Across the records that follow, how many lines contain the string "below"? Answer with the number only.

** Opening Data for analysis block **

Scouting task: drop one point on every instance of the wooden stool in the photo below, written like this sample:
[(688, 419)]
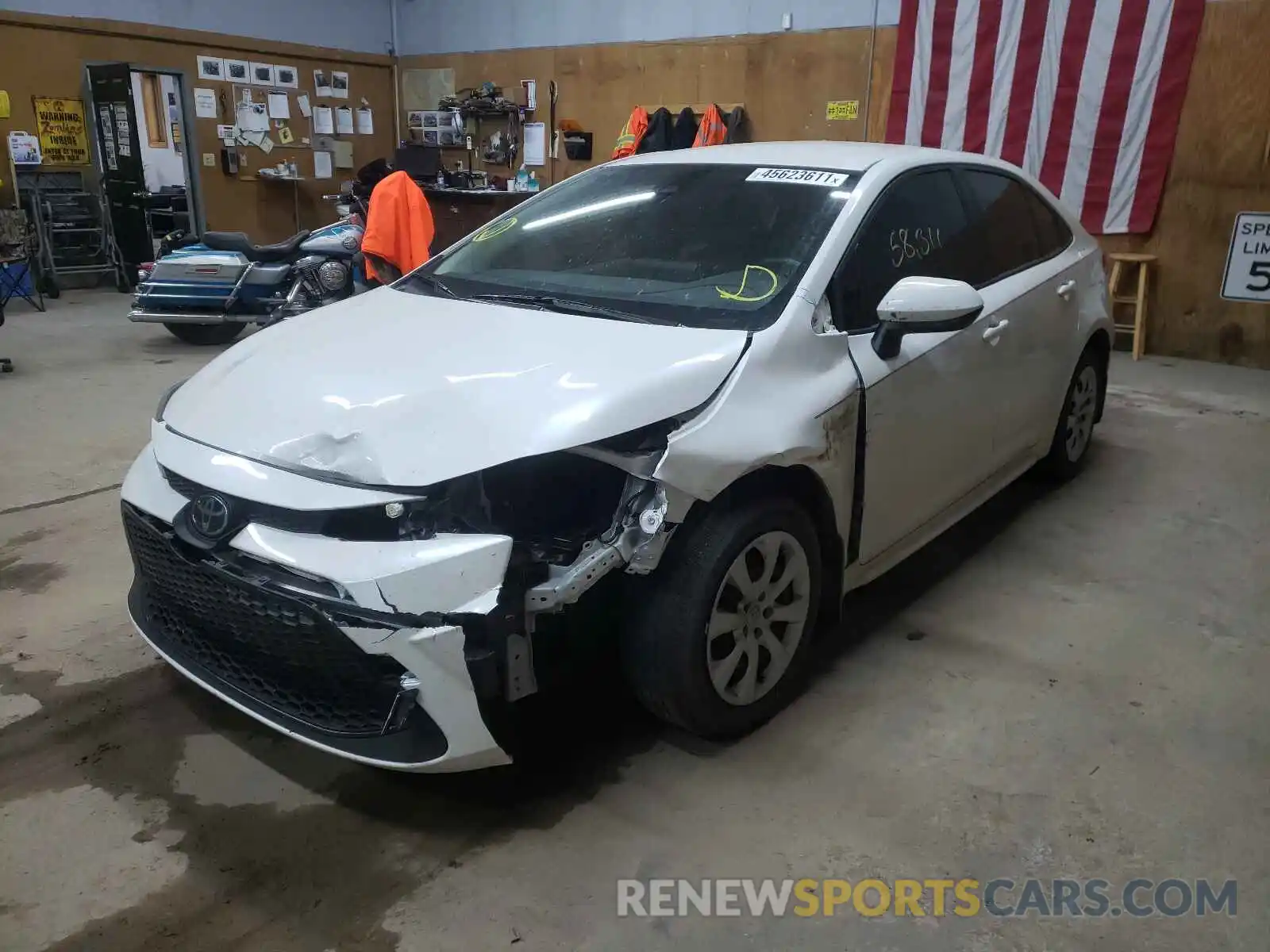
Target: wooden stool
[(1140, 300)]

** Closing Data for analysis block **
** Opening Data for analysis block **

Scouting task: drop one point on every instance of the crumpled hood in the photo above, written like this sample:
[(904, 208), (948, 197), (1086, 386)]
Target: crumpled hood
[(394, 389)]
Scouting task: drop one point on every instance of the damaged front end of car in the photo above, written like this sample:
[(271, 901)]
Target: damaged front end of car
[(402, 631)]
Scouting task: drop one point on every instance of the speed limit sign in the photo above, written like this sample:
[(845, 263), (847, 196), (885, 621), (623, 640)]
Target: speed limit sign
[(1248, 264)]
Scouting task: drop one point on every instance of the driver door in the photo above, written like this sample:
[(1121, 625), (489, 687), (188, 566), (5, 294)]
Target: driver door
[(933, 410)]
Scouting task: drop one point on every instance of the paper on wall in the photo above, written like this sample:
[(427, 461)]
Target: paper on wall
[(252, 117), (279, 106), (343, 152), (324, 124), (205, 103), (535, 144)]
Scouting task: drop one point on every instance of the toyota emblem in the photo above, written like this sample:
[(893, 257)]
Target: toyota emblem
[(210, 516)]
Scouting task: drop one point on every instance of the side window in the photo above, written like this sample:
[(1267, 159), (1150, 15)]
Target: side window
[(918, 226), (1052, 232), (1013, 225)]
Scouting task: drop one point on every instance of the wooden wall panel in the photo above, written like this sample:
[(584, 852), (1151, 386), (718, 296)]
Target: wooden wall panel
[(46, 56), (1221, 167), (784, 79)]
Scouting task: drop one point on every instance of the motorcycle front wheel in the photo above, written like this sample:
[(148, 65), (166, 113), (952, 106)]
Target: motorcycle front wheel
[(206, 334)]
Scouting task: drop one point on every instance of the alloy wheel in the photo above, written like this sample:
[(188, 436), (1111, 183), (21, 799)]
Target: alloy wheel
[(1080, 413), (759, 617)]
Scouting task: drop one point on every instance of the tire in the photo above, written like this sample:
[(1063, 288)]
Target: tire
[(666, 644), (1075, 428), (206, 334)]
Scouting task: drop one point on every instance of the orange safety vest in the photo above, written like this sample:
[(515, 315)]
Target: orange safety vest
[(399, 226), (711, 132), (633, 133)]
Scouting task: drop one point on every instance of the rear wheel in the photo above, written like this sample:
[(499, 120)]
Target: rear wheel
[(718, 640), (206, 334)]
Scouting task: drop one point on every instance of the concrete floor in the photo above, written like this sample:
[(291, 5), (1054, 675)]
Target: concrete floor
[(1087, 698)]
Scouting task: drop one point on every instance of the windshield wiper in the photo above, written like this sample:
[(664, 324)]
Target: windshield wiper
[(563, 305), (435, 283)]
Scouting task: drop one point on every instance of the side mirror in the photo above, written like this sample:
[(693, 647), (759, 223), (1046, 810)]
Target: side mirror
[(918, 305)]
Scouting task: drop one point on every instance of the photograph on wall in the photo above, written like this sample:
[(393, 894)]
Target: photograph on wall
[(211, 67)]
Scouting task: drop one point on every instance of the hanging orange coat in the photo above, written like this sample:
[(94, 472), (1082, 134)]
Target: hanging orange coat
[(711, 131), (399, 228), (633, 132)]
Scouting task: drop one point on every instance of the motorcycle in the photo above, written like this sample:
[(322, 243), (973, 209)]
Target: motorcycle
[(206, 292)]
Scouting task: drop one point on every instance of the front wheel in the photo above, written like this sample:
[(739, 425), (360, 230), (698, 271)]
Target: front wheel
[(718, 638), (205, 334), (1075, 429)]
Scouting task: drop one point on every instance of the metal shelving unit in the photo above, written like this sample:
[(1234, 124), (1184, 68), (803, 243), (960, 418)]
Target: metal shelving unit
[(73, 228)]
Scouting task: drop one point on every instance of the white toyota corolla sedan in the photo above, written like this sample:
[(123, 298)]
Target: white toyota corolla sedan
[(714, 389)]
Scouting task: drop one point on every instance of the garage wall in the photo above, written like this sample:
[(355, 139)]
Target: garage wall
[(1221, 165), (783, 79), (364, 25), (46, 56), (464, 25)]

** Closing Data for analysis block **
** Opening Data for analysis block **

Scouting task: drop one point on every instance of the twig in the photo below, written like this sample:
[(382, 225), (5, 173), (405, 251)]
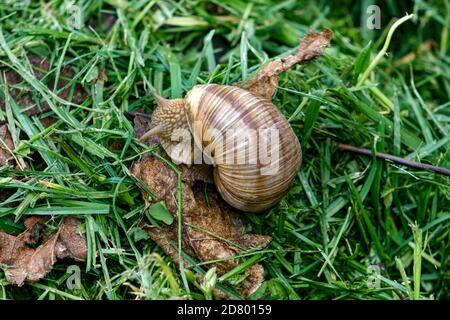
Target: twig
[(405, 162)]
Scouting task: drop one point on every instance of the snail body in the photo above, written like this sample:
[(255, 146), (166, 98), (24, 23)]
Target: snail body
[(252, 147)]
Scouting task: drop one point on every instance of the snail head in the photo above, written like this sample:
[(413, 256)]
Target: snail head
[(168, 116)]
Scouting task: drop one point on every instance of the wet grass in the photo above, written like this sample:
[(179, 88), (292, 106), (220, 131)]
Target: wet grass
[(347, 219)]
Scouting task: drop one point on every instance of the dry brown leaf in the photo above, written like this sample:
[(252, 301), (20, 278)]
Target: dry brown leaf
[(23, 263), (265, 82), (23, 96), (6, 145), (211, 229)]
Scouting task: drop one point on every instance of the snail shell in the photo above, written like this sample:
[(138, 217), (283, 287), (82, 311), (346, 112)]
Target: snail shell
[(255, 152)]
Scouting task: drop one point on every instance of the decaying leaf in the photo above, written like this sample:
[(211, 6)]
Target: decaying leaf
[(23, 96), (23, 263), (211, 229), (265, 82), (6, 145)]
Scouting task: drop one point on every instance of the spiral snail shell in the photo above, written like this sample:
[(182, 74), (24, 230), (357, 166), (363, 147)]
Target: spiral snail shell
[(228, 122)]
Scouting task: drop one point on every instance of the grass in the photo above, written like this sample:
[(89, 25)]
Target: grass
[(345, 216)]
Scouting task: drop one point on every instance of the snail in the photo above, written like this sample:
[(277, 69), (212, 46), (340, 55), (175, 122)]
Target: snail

** Closing Data for analysis block **

Exercise answer:
2